[Problem to solve]:
Count the lines in the listing below that contain the word "every". Give only the number.

[Data to use]:
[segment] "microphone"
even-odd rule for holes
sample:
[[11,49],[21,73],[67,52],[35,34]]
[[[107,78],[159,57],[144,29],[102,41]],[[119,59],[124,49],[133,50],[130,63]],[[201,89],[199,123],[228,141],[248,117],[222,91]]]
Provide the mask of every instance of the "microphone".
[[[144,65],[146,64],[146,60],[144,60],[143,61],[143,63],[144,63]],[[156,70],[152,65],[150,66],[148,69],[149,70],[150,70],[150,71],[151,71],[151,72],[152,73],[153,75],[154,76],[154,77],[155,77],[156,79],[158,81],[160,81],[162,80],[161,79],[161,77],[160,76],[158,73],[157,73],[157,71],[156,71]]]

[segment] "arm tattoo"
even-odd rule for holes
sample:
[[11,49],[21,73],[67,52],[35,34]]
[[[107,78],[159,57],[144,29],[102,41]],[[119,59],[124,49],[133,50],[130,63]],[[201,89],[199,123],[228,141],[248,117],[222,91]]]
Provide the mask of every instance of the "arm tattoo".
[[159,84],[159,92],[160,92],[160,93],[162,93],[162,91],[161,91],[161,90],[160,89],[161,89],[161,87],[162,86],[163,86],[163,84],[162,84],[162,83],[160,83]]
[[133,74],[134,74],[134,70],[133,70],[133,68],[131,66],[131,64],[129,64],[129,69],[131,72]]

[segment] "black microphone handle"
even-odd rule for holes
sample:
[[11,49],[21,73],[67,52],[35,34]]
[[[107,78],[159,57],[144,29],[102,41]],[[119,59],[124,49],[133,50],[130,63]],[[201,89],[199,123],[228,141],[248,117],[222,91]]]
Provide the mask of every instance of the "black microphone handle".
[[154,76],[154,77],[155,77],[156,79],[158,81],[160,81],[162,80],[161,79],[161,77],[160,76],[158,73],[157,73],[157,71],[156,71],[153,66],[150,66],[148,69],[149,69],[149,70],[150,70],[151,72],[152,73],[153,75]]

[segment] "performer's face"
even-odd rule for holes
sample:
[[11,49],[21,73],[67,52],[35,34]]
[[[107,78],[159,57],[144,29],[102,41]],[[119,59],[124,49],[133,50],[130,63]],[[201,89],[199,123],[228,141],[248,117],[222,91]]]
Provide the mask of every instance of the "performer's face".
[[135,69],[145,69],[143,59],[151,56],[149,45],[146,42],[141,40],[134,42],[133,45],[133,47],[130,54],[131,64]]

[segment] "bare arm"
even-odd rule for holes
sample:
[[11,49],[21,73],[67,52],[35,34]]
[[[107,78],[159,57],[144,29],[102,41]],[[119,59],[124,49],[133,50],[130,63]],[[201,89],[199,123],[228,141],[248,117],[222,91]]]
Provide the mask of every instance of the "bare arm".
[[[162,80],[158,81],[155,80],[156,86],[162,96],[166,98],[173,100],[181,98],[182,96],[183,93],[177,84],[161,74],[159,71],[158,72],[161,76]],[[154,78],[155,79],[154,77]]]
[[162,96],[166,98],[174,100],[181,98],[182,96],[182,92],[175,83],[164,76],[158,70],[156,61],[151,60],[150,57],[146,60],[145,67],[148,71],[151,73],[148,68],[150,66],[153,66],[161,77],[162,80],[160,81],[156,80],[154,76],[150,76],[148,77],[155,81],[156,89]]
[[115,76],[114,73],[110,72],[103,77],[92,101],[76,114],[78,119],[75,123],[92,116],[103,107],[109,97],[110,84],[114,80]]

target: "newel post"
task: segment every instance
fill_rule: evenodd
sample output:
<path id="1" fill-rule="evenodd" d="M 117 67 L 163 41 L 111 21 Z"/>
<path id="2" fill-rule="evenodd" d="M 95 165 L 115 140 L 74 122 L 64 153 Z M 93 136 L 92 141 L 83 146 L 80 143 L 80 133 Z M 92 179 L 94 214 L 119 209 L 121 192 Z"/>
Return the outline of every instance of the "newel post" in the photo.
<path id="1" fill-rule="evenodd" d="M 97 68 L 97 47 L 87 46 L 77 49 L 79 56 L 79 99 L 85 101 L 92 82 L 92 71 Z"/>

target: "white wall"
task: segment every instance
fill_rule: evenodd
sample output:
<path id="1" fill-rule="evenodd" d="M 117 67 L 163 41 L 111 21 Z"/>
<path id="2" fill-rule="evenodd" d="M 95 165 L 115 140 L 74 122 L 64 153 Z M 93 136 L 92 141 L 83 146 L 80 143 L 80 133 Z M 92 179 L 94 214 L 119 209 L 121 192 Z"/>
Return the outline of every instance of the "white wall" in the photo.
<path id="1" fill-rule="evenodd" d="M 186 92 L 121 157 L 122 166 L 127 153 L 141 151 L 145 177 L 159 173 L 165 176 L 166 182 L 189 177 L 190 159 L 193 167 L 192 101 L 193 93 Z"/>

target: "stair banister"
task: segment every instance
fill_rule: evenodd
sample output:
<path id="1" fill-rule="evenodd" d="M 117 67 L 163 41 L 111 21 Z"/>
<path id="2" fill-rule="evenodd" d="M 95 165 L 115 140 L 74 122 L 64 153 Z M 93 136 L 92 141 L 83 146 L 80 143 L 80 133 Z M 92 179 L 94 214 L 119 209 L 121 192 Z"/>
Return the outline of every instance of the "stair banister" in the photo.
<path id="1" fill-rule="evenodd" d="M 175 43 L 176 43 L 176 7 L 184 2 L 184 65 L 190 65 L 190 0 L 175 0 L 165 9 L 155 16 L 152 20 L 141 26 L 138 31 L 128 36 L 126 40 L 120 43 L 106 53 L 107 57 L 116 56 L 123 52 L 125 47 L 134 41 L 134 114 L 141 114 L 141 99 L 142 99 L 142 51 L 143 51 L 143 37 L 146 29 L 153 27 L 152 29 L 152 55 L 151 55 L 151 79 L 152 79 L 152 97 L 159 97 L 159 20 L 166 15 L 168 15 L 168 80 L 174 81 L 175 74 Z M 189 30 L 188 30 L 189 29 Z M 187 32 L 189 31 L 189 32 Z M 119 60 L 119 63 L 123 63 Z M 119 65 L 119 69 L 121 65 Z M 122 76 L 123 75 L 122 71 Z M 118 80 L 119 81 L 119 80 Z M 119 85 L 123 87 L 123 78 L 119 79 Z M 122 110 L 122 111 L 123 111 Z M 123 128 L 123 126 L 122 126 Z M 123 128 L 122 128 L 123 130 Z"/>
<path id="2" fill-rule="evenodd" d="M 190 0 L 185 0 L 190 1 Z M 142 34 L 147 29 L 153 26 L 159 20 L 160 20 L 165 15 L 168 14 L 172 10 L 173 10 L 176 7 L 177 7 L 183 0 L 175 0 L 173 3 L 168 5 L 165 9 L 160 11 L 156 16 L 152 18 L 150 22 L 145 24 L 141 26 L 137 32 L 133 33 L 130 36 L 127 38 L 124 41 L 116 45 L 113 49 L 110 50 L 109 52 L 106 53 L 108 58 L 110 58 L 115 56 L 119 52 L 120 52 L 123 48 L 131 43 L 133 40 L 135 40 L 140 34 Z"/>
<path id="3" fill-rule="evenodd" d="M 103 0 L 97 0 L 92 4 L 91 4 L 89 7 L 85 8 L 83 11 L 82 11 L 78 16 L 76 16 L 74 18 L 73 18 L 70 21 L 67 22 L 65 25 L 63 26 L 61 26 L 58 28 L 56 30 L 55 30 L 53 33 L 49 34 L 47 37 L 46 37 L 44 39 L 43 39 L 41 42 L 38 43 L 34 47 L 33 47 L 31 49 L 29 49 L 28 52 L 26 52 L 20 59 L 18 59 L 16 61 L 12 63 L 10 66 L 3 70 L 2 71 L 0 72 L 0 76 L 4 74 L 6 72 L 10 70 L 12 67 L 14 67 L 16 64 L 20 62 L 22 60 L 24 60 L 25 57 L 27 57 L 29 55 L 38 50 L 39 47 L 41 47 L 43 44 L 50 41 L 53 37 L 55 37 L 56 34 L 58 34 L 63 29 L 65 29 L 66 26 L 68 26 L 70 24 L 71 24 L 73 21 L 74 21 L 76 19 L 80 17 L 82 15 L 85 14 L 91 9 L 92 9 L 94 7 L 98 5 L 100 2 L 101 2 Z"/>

[Written reply]:
11